**本文**
天文三年[甲午]六月廿二[午剋]、就動乱、堂塔已上九炎焼、

 焼手松平之二郎三郎殿、当国住人、

→愛知県史 資料編10「八講諜裏書」(猿投神社文書)

今度為一木散在青山申懸候、嶋方并所々事、遂糾明、如先々由申上者、当寺納分、於末代無相違、可有御知行候也、仍状如件、

天文■

 十二月■六日

織田三郎信秀(花押)

妙興寺

→愛知県史 資料編10「織田信秀判物」(妙興寺文書)

天文2年に比定。

 この度一木散在で青山が主張しましたが、嶋方とその他地所のこと、調査を行ないました。以前に申し上げたように、当寺に納める分は末代まで相違ありません。ご知行なさって下さい。

木全小三郎方へ之御折紙、巨細拝見申候、仍我等致知行候一木散在を御押候由承候、去年之儀ハ嶋一郡を我等ニくれ候へ、替之地を渡候はんよし、三郎申候間、致同心事候、自余之所を被押置候、不及覚悟候、此上無躰を被懸仰候ハゝ、我等も寺領お押可申候哉、何時も可被仰子細候者、此方へなり共御上候て、可被相果候、重而之致仰事有間敷候、恐々謹言、

青山余三左衛門尉

八月十一日

妙興寺納所

 御返報

→愛知県史 資料編10「青山余三左衛門尉書状」(妙興寺文書)

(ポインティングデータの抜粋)
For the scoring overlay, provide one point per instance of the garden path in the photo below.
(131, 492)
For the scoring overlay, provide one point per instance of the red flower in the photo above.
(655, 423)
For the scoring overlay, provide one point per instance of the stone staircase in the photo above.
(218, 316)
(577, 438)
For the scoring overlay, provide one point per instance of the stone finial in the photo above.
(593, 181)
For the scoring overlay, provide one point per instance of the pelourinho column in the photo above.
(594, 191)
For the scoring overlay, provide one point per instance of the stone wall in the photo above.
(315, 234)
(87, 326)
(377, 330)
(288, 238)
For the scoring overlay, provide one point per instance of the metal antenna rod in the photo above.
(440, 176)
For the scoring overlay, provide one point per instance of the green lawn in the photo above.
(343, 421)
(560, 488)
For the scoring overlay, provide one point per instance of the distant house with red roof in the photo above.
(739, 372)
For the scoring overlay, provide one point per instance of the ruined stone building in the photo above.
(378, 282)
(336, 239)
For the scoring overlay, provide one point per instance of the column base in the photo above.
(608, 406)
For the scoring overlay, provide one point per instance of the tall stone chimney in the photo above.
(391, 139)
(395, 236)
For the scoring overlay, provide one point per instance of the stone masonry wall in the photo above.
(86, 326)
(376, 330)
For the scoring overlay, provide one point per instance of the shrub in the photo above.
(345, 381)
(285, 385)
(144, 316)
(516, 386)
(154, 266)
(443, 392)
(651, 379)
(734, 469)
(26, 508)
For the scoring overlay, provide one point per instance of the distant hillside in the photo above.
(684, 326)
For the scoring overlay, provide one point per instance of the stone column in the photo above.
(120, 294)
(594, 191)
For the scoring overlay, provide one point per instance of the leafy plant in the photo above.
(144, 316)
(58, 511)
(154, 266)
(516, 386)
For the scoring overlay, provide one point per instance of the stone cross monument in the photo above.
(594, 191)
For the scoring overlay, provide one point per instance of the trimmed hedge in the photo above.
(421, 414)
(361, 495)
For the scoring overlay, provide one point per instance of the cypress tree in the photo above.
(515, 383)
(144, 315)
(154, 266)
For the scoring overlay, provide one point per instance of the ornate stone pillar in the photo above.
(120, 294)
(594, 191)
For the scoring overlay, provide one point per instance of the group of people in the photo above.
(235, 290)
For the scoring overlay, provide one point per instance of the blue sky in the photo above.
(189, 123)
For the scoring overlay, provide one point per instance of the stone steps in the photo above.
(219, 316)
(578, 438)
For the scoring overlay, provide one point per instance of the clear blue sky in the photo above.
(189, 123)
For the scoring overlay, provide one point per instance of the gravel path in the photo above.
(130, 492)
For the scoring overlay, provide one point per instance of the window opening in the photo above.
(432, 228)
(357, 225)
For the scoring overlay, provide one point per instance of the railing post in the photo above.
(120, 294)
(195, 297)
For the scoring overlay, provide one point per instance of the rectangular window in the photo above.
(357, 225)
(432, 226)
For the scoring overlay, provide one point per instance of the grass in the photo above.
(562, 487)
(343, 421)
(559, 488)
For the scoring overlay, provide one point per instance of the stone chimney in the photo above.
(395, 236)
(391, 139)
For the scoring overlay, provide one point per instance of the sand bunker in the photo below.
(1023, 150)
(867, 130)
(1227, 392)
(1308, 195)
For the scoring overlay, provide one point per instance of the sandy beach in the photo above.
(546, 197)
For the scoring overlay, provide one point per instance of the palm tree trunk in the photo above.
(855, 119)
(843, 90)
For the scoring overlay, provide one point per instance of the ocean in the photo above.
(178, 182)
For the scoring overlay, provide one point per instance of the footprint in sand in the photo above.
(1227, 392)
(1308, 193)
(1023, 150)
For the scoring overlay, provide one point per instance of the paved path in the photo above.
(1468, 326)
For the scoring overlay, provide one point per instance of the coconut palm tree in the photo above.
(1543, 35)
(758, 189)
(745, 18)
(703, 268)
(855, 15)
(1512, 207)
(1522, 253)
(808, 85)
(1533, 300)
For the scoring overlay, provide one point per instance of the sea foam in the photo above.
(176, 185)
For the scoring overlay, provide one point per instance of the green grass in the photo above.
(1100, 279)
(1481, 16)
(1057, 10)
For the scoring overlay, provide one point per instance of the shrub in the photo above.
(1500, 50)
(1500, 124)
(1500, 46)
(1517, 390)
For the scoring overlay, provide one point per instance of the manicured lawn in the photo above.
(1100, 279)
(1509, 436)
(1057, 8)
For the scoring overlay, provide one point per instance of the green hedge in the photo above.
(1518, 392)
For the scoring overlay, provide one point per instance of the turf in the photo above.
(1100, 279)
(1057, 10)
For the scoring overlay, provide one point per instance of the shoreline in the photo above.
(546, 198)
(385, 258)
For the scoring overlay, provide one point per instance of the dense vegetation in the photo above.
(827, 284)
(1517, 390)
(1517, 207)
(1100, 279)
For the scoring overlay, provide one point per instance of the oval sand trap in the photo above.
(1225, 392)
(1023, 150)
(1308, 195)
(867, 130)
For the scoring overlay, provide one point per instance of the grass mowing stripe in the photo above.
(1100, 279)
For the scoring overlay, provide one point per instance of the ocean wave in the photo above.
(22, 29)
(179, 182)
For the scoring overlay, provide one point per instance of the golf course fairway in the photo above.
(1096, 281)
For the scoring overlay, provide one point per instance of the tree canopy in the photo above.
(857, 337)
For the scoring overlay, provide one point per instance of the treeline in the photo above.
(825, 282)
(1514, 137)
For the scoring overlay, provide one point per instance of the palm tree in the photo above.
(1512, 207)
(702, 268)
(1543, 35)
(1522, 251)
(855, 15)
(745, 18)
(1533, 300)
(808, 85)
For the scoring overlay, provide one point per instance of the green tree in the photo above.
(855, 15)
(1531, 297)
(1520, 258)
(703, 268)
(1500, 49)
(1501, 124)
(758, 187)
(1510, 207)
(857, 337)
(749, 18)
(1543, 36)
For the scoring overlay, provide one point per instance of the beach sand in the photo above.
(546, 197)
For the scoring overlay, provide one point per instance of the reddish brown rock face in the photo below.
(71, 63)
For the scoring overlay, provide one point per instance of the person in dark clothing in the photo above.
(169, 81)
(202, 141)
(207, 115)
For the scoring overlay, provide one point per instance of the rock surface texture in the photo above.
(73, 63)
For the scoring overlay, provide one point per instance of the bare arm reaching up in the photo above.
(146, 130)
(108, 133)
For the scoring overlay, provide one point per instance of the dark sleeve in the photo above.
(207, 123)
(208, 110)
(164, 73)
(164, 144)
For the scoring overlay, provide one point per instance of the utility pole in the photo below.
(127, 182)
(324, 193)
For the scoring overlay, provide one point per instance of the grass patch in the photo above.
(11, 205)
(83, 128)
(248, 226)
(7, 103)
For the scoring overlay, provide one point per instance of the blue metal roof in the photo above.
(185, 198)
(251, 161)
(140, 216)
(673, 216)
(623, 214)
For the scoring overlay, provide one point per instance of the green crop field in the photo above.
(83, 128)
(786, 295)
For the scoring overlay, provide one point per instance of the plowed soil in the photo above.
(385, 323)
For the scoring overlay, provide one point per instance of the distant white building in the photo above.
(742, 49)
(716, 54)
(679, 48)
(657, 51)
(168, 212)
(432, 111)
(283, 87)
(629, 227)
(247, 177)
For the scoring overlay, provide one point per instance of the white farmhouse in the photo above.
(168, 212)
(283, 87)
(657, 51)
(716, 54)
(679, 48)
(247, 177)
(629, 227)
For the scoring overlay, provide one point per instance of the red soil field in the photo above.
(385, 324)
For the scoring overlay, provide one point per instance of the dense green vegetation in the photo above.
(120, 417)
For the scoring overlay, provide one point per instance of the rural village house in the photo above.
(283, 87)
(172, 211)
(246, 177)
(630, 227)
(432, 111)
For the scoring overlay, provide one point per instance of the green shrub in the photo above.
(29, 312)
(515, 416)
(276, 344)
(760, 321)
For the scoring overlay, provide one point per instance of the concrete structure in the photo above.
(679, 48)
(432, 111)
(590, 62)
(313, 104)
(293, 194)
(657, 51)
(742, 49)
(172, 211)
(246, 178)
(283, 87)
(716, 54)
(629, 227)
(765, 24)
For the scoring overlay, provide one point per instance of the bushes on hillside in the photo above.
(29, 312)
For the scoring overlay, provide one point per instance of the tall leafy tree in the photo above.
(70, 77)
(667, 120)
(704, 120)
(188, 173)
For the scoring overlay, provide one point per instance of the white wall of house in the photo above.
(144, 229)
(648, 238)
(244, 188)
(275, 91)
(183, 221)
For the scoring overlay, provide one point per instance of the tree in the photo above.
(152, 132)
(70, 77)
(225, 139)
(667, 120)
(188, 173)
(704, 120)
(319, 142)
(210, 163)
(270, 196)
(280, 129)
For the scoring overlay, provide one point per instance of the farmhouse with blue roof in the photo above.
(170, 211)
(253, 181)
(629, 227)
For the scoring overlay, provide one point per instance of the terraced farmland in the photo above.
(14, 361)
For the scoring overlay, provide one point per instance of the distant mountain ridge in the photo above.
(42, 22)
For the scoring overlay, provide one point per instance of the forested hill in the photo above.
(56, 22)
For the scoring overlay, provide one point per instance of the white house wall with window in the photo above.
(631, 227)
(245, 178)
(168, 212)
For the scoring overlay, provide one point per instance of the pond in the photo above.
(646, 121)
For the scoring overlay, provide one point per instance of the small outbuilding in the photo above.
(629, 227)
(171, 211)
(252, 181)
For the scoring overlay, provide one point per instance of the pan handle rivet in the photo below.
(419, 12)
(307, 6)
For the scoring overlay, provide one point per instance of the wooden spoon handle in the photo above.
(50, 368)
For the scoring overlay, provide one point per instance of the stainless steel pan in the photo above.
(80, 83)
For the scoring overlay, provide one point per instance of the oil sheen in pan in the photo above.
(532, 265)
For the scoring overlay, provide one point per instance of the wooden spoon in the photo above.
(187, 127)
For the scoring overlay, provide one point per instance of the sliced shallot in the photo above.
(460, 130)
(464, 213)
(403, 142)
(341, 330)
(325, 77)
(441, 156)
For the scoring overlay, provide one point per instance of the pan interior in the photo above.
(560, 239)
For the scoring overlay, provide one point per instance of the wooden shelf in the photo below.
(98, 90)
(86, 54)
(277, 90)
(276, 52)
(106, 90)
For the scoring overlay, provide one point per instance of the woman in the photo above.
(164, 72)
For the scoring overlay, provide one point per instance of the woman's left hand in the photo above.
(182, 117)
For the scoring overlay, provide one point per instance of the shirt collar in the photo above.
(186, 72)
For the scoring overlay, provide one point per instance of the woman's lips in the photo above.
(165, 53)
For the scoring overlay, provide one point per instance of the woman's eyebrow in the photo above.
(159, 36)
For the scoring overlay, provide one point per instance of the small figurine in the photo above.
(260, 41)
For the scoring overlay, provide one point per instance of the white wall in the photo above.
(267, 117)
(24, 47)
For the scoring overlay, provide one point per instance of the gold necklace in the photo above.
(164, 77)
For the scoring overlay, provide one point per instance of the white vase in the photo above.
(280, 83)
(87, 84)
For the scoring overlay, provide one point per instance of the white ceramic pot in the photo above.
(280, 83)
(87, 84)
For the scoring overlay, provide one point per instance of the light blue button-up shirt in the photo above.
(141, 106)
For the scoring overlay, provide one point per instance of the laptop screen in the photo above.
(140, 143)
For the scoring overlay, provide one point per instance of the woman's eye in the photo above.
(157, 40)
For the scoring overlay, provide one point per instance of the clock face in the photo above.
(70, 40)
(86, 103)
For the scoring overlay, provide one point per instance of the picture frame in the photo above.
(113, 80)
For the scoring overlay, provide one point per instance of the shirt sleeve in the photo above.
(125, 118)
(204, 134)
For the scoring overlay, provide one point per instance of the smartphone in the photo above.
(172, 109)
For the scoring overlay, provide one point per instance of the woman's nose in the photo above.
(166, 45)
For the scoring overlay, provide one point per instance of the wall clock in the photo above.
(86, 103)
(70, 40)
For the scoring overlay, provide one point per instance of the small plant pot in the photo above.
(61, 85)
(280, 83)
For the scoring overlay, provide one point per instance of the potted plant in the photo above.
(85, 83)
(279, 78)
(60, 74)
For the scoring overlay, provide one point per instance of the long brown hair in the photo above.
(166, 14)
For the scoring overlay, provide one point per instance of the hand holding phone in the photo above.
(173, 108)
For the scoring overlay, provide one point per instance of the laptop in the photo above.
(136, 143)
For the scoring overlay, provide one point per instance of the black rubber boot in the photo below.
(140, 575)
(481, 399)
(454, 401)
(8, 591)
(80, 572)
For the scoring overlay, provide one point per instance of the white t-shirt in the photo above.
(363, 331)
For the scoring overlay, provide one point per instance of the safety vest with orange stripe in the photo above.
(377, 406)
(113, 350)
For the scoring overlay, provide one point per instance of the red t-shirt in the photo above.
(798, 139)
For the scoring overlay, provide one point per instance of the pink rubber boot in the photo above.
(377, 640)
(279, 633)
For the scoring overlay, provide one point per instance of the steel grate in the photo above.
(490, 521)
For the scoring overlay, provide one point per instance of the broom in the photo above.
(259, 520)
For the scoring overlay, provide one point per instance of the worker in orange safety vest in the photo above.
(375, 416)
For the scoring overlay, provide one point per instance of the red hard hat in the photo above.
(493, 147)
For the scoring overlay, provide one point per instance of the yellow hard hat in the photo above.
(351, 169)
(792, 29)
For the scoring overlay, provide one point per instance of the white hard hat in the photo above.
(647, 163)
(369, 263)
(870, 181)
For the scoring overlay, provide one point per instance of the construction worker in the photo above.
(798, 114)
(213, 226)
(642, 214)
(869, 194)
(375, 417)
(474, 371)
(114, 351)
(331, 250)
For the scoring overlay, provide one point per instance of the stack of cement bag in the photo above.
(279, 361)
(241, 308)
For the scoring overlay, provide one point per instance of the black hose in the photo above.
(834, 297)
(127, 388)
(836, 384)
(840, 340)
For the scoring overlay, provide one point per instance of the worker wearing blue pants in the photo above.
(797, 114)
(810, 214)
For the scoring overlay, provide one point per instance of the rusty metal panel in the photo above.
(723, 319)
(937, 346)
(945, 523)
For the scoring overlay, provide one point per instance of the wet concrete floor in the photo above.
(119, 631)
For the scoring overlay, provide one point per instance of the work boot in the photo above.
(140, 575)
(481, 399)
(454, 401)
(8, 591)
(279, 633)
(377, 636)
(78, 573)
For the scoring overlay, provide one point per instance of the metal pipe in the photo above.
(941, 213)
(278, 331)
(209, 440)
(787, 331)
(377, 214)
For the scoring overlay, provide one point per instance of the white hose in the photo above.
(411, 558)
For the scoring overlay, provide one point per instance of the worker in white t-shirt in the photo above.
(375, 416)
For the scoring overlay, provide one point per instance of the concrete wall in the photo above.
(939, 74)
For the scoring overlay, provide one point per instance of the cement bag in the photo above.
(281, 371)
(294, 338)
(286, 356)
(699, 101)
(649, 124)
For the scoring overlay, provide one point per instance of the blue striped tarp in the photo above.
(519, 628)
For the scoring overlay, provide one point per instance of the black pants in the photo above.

**指示 1**
本文について、次の問いに答えてください。
(a) 天文三年六月廿二日の動乱で炎焼した堂塔はいくつか。
(b) 織田三郎信秀の判物の宛所はどこか。
(c) 青山余三左衛門尉の書状の日付は何月何日か。
**指示 2**
本文で「→愛知県史 資料編10」の後に「」で示された文書名をすべて挙げよ。

**解答 1**
(a) 九
(b) 妙興寺
(c) 八月十一日

**解答 2**
八講諜裏書
織田信秀判物
青山余三左衛門尉書状